● **What is required**: From the entries below, copy every line where the string "jacket" appears.

● **Information supplied**:
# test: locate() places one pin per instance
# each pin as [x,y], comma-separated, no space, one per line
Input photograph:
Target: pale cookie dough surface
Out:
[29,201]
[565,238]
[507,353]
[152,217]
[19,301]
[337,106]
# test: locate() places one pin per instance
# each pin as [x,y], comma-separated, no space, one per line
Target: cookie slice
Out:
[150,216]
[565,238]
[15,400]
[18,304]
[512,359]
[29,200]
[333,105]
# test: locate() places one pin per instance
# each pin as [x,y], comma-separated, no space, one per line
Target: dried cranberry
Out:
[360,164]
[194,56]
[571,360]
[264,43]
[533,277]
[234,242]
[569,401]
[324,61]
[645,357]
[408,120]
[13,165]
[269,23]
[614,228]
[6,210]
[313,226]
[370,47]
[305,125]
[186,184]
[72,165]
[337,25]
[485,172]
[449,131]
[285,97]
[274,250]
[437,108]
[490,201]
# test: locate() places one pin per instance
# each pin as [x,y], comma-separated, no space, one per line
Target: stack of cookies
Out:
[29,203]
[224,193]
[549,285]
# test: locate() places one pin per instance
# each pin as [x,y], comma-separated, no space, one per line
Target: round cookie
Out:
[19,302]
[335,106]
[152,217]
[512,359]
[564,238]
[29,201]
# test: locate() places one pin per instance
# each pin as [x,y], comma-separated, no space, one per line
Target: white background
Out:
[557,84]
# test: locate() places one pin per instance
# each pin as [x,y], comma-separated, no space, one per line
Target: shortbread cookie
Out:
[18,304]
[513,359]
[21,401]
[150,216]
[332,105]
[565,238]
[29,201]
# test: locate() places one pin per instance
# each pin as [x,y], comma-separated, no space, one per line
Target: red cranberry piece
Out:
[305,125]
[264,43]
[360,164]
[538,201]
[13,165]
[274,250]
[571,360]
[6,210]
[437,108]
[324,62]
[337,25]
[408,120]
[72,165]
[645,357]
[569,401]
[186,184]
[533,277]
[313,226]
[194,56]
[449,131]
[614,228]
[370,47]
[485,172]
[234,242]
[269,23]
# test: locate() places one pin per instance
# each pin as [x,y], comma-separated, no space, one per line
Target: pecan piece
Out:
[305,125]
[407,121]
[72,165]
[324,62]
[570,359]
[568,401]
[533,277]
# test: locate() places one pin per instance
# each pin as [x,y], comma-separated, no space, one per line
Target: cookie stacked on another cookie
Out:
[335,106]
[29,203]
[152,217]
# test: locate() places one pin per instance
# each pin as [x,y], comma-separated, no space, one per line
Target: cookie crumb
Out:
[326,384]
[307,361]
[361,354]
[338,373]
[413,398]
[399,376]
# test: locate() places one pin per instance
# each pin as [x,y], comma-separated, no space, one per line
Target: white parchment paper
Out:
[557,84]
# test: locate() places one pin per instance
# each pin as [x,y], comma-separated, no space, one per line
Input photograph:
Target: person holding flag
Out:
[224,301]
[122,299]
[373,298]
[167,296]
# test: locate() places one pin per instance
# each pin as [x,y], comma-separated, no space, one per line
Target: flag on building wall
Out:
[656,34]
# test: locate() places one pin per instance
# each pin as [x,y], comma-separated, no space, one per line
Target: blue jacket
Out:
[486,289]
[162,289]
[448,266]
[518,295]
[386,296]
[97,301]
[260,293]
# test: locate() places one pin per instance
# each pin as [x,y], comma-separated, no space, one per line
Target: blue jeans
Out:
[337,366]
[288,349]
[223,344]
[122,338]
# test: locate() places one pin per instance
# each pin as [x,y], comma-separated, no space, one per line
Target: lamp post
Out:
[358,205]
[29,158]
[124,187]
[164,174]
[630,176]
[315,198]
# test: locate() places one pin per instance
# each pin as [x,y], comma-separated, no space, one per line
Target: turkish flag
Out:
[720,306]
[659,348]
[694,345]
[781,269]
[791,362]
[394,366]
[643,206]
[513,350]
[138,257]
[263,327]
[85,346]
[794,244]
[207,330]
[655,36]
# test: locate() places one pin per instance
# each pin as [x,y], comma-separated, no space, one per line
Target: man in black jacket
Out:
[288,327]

● **Task solution**:
Target: blue jacket
Target: man in black jacket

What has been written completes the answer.